Your goal — In this exercise, set down every entry that follows exactly as it appears.

(Referring expression data)
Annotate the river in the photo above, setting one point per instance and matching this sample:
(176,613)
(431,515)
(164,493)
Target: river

Written response —
Annotate the river in the photo above, setting one point per instance and matching this sample:
(176,613)
(431,515)
(164,493)
Target: river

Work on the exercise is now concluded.